• _TEXT EXCERPT_
— START —

Sorry, the use of [Wide_]Wide_Strings doesn't imply anything about 
encoding. The Avatox problem appears just with characters with 
codepoints < 256. Example: the character with codepoint 0xC1 is

    0xC1	0x00C1	#	LATIN CAPITAL LETTER A WITH ACUTE

if encoded as ISO-8859-1 (western countries), but it its

    0xC1	0x0391	#	GREEK CAPITAL LETTER ALPHA

if encoded as ISO-8859-7 (Greece). The use of wide_chars just extends 
the codepoint range.

To solve the problem a translation is required from the original source 
file encoding to a specific standard encoding (Unicode?) for strings 
reported via the ASIS API. Or else, don't make a translation, and report 
also the original source code encoding. This way the ASIS application 
can interpret (or simply report) strings in a meaningful way.

> 
> In any case, one of the big advantages of using ASIS over writing your own
> parser is that the resulting program is independent of the character set
> used. So it works with anything supported by your compiler vendor (and still
> does if you change vendors). ASIS code that depends on the input source
> representation (which is not defined by Ada anyway) is probably broken. And
> there is no chance of any sort of agreement on source representations for
> ASIS (or even the naming of them) if there isn't be any for Ada.

I'm not sure to understand you. Some style checks depend on source code 
representation. Like non-uniform casing for identifiers (mixing alpha 
and Alpha in the same source).

Am I missing anything?

> 
>                            Randy.

Regards.

— END —

• _DATA BLOCK_
— START —

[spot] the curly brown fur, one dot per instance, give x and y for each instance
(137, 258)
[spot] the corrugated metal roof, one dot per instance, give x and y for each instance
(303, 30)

— END —

• _WORK TO DO_
Answer these from the text on character encoding and ASIS, one line each:
1. Under ISO-8859-7, which character does codepoint 0xC1 represent?
2. What advantage of using ASIS over writing your own parser does the quoted reply name?
3. Which style check is given as one that depends on source code representation?

• _SOLUTION FOR THIS TASK_
1. GREEK CAPITAL LETTER ALPHA.
2. The resulting program is independent of the character set used.
3. Non-uniform casing for identifiers, such as mixing alpha and Alpha in the same source.